Instructions to follow: Look for "Annotate the rock outcrop" in the records below, then copy that line and every line after it, exactly and with nothing added.

** start of Given information **

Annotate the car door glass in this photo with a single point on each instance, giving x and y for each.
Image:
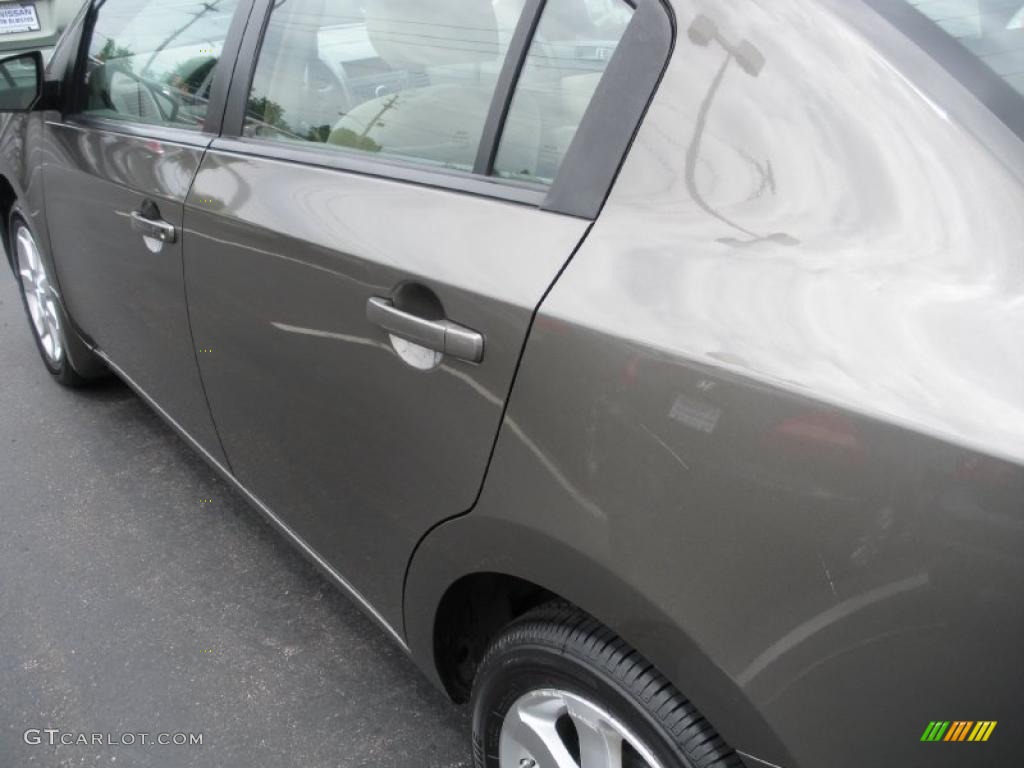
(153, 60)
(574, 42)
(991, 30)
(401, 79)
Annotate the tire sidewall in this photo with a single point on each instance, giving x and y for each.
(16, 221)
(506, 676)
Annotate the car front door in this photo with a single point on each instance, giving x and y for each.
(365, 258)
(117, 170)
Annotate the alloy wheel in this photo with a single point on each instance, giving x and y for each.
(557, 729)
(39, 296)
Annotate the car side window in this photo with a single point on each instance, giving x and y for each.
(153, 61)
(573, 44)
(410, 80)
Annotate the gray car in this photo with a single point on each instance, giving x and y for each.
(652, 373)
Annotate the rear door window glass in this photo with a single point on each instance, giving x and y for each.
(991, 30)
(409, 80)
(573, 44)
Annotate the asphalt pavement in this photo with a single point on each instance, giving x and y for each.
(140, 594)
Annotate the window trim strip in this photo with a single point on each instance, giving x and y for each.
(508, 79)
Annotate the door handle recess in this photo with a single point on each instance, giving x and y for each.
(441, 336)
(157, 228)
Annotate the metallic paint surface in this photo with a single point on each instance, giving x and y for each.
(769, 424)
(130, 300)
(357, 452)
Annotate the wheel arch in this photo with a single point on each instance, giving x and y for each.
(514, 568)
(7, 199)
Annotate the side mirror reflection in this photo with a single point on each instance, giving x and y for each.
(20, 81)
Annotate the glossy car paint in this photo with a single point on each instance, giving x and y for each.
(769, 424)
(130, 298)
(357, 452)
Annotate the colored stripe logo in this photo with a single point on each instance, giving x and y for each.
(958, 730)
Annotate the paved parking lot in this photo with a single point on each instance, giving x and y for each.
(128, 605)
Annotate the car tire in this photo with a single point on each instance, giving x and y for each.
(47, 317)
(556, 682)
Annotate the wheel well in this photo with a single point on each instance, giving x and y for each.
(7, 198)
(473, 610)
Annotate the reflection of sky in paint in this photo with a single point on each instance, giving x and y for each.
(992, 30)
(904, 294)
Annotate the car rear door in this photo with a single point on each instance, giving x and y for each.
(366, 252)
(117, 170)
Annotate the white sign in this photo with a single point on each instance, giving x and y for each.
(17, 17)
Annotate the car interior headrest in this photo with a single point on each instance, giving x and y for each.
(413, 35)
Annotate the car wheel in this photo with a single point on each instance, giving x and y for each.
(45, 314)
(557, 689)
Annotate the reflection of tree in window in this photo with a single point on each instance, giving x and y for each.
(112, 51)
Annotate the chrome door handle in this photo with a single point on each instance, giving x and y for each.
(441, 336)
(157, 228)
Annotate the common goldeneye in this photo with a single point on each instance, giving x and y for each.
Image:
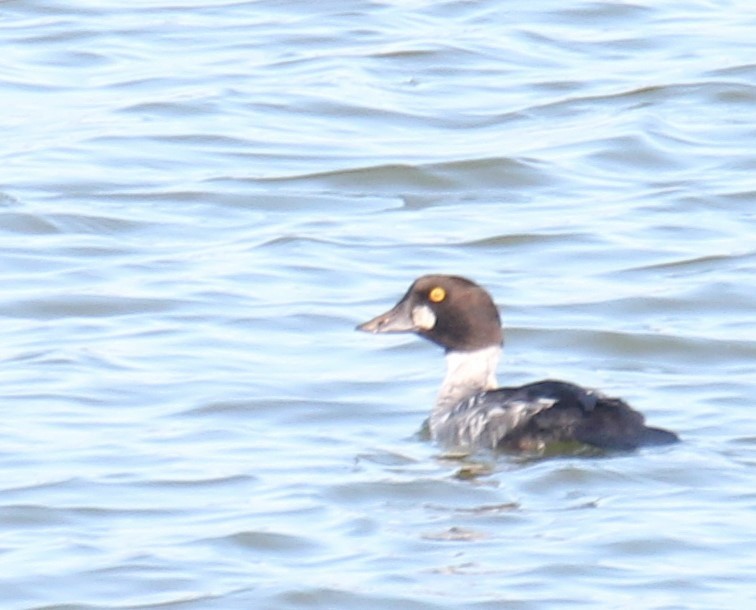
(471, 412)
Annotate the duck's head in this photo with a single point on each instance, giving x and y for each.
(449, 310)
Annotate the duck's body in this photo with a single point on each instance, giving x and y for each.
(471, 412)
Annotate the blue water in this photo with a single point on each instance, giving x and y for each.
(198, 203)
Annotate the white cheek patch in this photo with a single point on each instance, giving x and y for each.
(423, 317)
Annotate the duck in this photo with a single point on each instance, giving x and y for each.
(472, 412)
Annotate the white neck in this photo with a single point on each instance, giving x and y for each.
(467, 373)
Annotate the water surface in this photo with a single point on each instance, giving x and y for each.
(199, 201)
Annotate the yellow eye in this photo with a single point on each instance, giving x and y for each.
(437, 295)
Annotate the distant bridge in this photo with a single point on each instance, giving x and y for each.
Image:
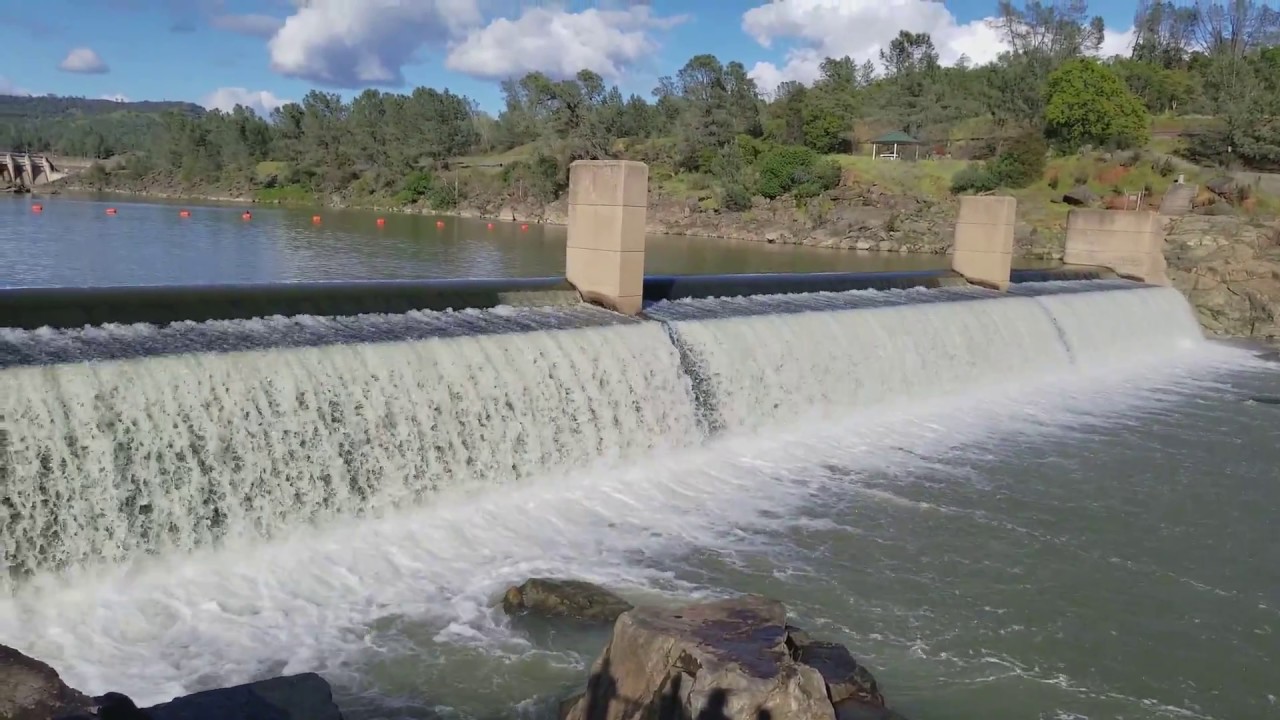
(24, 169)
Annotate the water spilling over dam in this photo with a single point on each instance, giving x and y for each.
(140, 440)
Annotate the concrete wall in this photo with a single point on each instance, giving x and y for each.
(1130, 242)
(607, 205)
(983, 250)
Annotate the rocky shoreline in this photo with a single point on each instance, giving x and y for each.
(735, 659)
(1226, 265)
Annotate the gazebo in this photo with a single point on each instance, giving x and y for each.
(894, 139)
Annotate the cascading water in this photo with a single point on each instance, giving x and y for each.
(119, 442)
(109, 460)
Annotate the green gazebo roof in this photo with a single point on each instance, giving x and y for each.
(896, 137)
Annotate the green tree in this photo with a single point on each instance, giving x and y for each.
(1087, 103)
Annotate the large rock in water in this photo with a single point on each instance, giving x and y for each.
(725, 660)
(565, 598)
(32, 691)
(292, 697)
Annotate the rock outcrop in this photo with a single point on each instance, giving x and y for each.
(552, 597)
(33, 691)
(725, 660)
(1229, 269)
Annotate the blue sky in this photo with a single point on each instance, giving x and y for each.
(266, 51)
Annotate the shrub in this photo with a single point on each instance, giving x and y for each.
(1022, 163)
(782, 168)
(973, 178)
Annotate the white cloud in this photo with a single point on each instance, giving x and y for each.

** end of Given information **

Exercise response:
Annotate the rock outcrop in this photo with a single point on each instance, giving x and y for each.
(552, 597)
(33, 691)
(725, 660)
(1229, 269)
Annotate the blue sky in this photo with a single point on each instance, giving x and y for each.
(266, 51)
Annotate the shrub in this photo with a single point on each instance, giving x and y for each.
(1022, 163)
(782, 168)
(973, 178)
Annotate the white cloud in this photo with a single point on each instance, giving x and y for each.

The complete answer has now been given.